▶ **Brano citato**
[…] molti cuori dicono, Voglio,
Margaret Atwood, La donna che non sapeva vivere col cuore difettoso
Voglio, voglio. Il cuore mio
è più ambiguo, seppur
non doppio come pensai un tempo.
Lui dice, Voglio, No, non voglio,
Voglio, poi una pausa. […]
Passavo di qui. Con il mio cuore difettoso avvolto sotto il braccio. E allora mi sono seduta, ho ripassato a memoria il mio futuro. E poi in una delle tasche di questo abito avuto in prestito, che oggi indosso (e non so domani), l’ho trovata. La vecchia filastrocca del dove, del poi, del mai, dell’adesso. La poesia della donna che non sapeva vivere col cuore difettoso. E chissà perché io questa poesia l’abbia sempre vista con un ‘di’ in mezzo tra ‘sapeva’ e ‘vivere’.
La donna che non sapeva (di) vivere con il cuore difettoso potrei dirvi per filo e segno cosa indossa, dove va, verso cosa volge lo sguardo, cosa stringe al petto, perfino la data sul giornale che porta con sé. Sappiate che è domenica. Sappiate che ci sono parole cerchiate, che ci sono piccoli angoli piegati. Dentro la sua borsa un piccolo mondo caleidoscopico: una penna; un taccuino che non ha più pagine vuote; le macchie di inchiostro sulla fodera colpa di una biro sanguinolenta lasciata incustodita; gli scontrini del (in ordine): supermercato; macelleria; cartoleria; una spilla da balia; un piccolo Olaf di gomma dimenticato da sua nipote; una manciata di trucchi e pennelli; le chiavi di casa e dell’automobile che non prende mai. Indossa anche un cappello. Una maglia girocollo in tweed, color verde acido. Sì, è una giornata di fine inverno o inizio primavera. Sì è sola, si muove verso qualcuno evitando piccole pozzanghere che resistono alle lusinghe del sole. Potrei dirvi a lungo di lei. Seguirla fino al suo appuntamento. Tergiversare anche sul volto della panettiera dove ritirerà un pacchetto ordinato alle 12:00 del giorno prima.

▶ **Istruzioni dell'esercizio**
Trascriva per intero il brano citato qui sopra, senza modificarne nulla.

▶ **Voci fornite**
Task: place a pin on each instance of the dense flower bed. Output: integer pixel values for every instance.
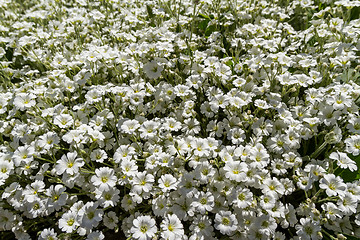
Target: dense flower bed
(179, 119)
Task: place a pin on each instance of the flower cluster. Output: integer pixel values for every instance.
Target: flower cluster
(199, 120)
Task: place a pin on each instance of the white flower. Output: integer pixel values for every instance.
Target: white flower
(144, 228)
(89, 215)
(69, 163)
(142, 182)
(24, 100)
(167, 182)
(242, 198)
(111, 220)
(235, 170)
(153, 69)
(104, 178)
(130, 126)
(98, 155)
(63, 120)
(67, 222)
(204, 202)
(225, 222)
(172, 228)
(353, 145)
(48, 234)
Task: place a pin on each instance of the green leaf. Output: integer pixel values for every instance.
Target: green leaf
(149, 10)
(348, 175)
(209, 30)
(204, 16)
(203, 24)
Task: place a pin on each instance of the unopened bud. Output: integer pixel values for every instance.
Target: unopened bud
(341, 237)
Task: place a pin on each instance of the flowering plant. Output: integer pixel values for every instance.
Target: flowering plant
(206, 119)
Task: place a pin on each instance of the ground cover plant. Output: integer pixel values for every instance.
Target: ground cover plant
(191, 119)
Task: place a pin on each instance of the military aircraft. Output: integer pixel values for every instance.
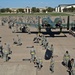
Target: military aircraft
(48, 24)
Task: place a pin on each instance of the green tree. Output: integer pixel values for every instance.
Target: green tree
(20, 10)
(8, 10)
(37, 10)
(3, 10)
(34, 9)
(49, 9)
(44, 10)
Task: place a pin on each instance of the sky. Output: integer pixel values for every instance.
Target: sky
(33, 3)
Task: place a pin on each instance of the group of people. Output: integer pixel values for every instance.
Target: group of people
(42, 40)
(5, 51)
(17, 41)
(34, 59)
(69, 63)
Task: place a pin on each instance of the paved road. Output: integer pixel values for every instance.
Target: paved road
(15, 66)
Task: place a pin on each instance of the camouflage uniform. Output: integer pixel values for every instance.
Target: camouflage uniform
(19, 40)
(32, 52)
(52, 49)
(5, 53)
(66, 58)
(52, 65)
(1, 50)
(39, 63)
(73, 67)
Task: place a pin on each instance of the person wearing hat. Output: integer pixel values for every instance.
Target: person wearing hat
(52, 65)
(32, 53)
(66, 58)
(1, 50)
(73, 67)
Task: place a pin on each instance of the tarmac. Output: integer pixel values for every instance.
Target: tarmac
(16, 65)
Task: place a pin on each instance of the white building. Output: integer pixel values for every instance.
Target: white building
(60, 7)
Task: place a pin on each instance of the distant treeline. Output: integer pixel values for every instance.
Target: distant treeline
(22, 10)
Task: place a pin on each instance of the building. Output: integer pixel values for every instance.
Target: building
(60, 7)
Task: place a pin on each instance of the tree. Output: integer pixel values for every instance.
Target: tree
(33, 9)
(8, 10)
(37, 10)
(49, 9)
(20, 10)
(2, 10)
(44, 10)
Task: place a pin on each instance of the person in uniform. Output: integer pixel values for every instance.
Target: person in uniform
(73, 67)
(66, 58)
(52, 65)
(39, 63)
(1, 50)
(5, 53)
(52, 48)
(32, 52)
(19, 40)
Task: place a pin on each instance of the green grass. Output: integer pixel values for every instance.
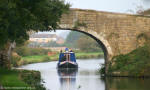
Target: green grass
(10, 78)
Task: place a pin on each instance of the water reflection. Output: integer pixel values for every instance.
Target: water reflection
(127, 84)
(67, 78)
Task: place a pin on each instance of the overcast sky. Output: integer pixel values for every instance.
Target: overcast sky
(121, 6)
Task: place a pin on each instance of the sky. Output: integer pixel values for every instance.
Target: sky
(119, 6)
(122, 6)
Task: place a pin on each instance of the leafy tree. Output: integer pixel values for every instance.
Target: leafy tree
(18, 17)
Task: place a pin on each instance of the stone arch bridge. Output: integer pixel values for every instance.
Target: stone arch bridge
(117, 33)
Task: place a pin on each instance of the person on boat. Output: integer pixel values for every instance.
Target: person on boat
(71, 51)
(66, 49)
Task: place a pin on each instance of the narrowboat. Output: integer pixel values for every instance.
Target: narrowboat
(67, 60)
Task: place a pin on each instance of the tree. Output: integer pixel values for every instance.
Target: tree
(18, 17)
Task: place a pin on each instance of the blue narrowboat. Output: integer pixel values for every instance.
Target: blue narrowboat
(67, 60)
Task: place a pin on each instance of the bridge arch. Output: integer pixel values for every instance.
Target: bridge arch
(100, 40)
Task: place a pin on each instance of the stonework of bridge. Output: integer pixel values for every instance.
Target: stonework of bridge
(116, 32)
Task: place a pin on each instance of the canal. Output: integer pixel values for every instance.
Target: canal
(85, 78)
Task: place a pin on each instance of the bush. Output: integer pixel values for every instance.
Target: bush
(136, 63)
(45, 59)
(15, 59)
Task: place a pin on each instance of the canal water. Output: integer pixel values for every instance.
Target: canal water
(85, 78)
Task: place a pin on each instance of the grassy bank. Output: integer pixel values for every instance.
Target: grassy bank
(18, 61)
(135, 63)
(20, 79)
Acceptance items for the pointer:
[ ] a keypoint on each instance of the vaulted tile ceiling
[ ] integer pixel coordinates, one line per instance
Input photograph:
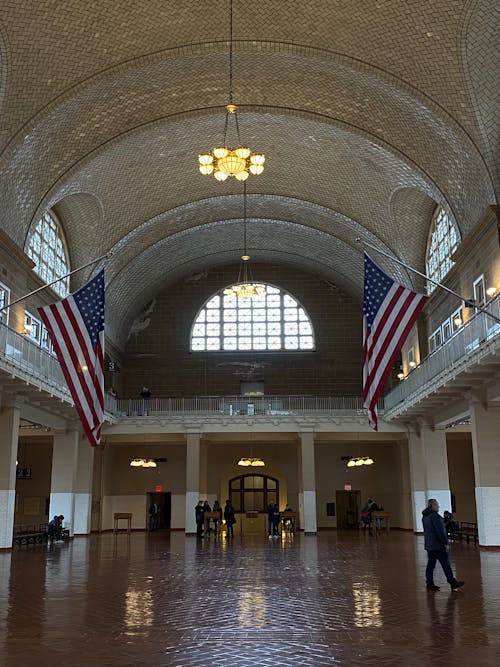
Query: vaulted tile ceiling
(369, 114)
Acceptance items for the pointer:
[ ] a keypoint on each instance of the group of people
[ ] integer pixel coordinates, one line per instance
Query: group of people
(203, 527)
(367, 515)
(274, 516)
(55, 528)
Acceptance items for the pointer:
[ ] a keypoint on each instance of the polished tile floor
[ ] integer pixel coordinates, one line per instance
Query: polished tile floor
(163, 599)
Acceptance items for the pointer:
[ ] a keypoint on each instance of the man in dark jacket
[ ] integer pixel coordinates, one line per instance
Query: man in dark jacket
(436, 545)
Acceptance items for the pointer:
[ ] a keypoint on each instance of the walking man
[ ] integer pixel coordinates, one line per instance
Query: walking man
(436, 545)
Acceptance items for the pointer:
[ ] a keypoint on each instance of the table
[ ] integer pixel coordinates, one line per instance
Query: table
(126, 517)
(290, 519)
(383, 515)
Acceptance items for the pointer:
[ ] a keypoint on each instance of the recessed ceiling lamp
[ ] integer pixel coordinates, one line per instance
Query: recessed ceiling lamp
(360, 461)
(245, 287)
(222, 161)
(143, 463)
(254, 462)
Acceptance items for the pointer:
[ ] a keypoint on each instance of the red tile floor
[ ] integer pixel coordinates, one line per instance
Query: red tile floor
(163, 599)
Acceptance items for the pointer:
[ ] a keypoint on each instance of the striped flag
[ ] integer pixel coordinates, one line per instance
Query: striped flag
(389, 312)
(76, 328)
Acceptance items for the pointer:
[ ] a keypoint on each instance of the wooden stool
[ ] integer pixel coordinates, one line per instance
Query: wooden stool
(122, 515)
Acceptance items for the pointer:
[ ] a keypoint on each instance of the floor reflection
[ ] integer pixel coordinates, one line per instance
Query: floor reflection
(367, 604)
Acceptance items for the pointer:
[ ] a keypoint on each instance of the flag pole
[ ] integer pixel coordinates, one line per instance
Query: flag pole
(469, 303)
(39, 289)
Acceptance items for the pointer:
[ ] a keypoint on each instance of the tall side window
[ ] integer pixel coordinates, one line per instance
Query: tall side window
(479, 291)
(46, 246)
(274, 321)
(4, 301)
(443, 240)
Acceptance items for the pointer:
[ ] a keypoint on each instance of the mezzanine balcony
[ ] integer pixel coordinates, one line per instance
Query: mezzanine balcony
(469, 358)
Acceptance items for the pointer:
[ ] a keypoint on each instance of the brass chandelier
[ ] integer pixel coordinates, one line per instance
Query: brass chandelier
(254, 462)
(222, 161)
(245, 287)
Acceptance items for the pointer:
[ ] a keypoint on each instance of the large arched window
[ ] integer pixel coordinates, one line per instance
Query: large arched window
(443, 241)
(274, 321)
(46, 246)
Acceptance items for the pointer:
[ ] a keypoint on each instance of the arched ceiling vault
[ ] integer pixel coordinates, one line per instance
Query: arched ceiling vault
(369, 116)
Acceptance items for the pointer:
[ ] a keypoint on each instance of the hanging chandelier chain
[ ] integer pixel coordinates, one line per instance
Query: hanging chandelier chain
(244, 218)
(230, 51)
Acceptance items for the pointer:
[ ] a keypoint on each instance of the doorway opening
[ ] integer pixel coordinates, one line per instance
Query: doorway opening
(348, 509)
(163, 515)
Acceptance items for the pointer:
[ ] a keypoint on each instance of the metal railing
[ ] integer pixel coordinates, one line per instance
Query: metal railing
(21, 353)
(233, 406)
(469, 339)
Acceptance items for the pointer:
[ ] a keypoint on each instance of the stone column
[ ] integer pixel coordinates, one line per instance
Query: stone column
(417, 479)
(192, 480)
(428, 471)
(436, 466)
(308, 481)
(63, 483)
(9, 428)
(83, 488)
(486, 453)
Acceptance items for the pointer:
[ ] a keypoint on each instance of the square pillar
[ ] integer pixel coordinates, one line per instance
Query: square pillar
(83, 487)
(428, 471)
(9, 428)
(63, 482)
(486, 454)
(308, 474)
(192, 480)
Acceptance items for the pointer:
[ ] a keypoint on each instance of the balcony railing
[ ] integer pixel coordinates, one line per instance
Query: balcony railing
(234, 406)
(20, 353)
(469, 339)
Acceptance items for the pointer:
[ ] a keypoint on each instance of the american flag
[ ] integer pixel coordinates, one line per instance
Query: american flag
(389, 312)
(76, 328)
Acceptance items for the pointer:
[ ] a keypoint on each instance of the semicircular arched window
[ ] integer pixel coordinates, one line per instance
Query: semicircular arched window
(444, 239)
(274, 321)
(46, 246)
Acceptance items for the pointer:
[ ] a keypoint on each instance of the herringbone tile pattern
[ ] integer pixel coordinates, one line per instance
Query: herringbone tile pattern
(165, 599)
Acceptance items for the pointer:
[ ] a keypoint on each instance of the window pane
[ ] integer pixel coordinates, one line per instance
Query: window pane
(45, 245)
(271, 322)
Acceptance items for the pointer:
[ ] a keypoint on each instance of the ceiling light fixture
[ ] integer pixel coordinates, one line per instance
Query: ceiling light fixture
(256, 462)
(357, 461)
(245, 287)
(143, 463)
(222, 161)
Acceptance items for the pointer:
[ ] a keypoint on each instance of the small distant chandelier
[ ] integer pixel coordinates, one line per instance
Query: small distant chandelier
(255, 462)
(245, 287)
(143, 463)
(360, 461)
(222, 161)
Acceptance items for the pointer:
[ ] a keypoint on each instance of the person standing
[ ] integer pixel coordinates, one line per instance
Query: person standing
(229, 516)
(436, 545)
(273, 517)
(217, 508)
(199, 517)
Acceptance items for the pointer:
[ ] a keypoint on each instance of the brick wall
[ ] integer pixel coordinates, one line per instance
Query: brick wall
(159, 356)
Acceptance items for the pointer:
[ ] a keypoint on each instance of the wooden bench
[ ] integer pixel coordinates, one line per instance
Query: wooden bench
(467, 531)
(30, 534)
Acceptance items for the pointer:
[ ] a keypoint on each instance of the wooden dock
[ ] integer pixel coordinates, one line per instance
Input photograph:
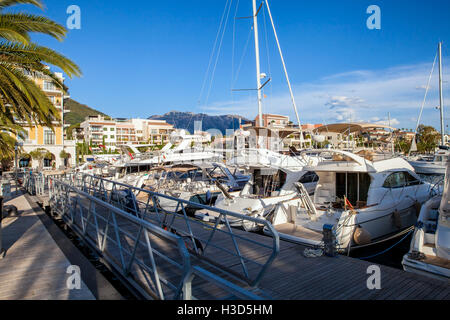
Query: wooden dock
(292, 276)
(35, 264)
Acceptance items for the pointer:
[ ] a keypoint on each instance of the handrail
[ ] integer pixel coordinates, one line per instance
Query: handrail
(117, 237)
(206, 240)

▶ **Risultato dell'esercizio**
[…] molti cuori dicono, Voglio,
Margaret Atwood, La donna che non sapeva vivere col cuore difettoso
Voglio, voglio. Il cuore mio
è più ambiguo, seppur
non doppio come pensai un tempo.
Lui dice, Voglio, No, non voglio,
Voglio, poi una pausa. […]
Passavo di qui. Con il mio cuore difettoso avvolto sotto il braccio. E allora mi sono seduta, ho ripassato a memoria il mio futuro. E poi in una delle tasche di questo abito avuto in prestito, che oggi indosso (e non so domani), l’ho trovata. La vecchia filastrocca del dove, del poi, del mai, dell’adesso. La poesia della donna che non sapeva vivere col cuore difettoso. E chissà perché io questa poesia l’abbia sempre vista con un ‘di’ in mezzo tra ‘sapeva’ e ‘vivere’.
La donna che non sapeva (di) vivere con il cuore difettoso potrei dirvi per filo e segno cosa indossa, dove va, verso cosa volge lo sguardo, cosa stringe al petto, perfino la data sul giornale che porta con sé. Sappiate che è domenica. Sappiate che ci sono parole cerchiate, che ci sono piccoli angoli piegati. Dentro la sua borsa un piccolo mondo caleidoscopico: una penna; un taccuino che non ha più pagine vuote; le macchie di inchiostro sulla fodera colpa di una biro sanguinolenta lasciata incustodita; gli scontrini del (in ordine): supermercato; macelleria; cartoleria; una spilla da balia; un piccolo Olaf di gomma dimenticato da sua nipote; una manciata di trucchi e pennelli; le chiavi di casa e dell’automobile che non prende mai. Indossa anche un cappello. Una maglia girocollo in tweed, color verde acido. Sì, è una giornata di fine inverno o inizio primavera. Sì è sola, si muove verso qualcuno evitando piccole pozzanghere che resistono alle lusinghe del sole. Potrei dirvi a lungo di lei. Seguirla fino al suo appuntamento. Tergiversare anche sul volto della panettiera dove ritirerà un pacchetto ordinato alle 12:00 del giorno prima.